Brano estratto »
- - - -
(Minerva e) Omero o del “sublime popolaresco” (parte 3)

Omero appartiene alla terza delle tre età “de’ poeti eroici”. Nella prima età, le favole  furono << in uso di vere narrazioni >>, età questa <<  de’ poeti teologi, ch’i medesimi furon eroi, i quali cantarono [appunto,] favole vere e severe >>[1]; in secondo luogo si ebbero i << poeti eroici, che l’alterarono e le corruppero >>[2] e per finire, nella terza età, si ebbe Omero << ch’alterate e corrotte le ricevette >>[3] . Omero si fa portavoce di quella natura intrinseca del popolo greco che, il filosofo napoletano individua in quello che per lui rappresentano l’essenza stessa delle favole finte da Omero, cioè, i “caratteri poetici” frutto dell’ incapacità << [d’astrarre] le forme e le proprietà da’ subbietti; e in conseguenza dovett’ essere maniera di pensare d’interi popoli >>[4].
- - - -
[Voci di puntamento ed etichettatura]
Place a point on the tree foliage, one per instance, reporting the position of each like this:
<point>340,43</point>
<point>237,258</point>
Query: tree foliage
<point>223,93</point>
- - - -
Esercizi proposti »
• a. Secondo il brano su Omero, a quale delle tre età dei poeti eroici appartiene Omero?
• b. Nei record, sostituisca "tree foliage" con "tree canopy" e lasci invariato tutto il resto.

Soluzioni degli esercizi »
• a. Alla terza età.

• b.
Place a point on the tree canopy, one per instance, reporting the position of each like this:
<point>340,43</point>
<point>237,258</point>
Query: tree canopy
<point>223,93</point>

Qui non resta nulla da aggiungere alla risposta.